- ACTIVIDADES
1/ Reproduzca textualmente el fragmento del pasaje sobre la vida consagrada comprendido entre "No sois pocos" y "la sociedad uruguaya.", ambos incluidos.
2/ Redacte una versión más breve del párrafo del pasaje sobre la vida consagrada que comienza con "No sois pocos los que", conservando sus datos principales.

──────── TEXTO PROPUESTO ────────

10. Me consta que muchos de vosotros, amadísimos religiosos y personas consagradas, tenéis una presencia cualificada en los diversos campos del apostolado eclesial: en las parroquias y comunidades, en los colegios y hospitales, en el mundo rural. Sé que trabajáis con los niños, con los jóvenes, con los ancianos, con los estudiantes, con los enfermos, con los pobres y marginados, y con muchas otras categorías de personas, todas ellas necesitadas de asistencia material y espiritual. Trabajad con alegría y entusiasmo en estos servicios y también en los cargos humildes y poco apetecidos que forman parte de toda la acción evangelizadora. No olvidéis que el amor de Dios pasa a través de vosotros, porque ha querido necesitar de vuestro corazón y de vuestras manos y de toda vuestra vida para prolongarse y acercarse a todos.

No sois pocos los que, por vocación, os dedicáis a la enseñanza en sus varios niveles, desde la escuela primaria y secundaria, hasta la misma Universidad Católica, de reciente fundación. La actividad educativa necesita del más amplio apoyo y generosa colaboración de toda la Iglesia local, para que la semilla sembrada pueda convertirse en árbol frondoso y produzca frutos sazonados y abundantes para bien de toda la sociedad uruguaya.

──────── DATOS PROPORCIONADOS ────────

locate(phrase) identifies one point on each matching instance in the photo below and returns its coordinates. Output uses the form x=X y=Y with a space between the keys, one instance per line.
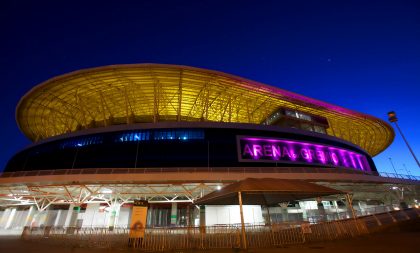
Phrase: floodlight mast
x=392 y=117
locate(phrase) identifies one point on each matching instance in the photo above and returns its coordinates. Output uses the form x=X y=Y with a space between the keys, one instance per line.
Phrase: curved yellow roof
x=123 y=94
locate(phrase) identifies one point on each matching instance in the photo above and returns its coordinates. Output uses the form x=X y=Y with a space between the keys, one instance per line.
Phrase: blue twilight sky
x=362 y=55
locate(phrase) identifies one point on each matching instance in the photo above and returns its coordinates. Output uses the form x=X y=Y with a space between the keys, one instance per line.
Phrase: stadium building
x=104 y=137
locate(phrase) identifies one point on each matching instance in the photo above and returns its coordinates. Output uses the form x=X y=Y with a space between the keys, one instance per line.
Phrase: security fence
x=218 y=237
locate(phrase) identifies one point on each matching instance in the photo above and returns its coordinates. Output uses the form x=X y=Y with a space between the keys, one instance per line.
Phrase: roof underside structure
x=266 y=191
x=138 y=93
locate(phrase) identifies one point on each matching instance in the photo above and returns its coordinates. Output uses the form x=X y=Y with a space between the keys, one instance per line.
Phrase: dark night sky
x=362 y=55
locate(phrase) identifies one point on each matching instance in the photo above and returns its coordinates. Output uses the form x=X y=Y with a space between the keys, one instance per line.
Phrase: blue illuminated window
x=80 y=142
x=167 y=134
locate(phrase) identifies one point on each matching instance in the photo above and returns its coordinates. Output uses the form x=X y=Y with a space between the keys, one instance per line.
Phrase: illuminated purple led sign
x=259 y=149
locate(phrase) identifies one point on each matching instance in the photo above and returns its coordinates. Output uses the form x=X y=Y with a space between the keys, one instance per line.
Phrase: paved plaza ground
x=397 y=239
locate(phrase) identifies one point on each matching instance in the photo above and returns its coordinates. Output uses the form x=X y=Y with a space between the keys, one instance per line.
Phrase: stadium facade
x=168 y=134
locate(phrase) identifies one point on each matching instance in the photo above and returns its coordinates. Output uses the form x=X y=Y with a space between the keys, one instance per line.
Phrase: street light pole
x=392 y=117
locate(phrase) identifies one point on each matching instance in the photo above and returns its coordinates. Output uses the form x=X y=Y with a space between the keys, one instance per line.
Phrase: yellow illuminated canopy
x=128 y=94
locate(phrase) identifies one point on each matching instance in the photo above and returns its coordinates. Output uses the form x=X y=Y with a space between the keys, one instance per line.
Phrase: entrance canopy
x=266 y=191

────────

- RESPUESTAS
1/
No sois pocos los que, por vocación, os dedicáis a la enseñanza en sus varios niveles, desde la escuela primaria y secundaria, hasta la misma Universidad Católica, de reciente fundación. La actividad educativa necesita del más amplio apoyo y generosa colaboración de toda la Iglesia local, para que la semilla sembrada pueda convertirse en árbol frondoso y produzca frutos sazonados y abundantes para bien de toda la sociedad uruguaya.

2/ Muchos de vosotros os dedicáis por vocación a la enseñanza en sus distintos niveles: desde la escuela primaria y secundaria hasta la recién fundada Universidad Católica. Esta labor educativa requiere el más amplio apoyo y la generosa colaboración de toda la Iglesia local. Así, la semilla sembrada podrá dar frutos abundantes para bien de toda la sociedad uruguaya.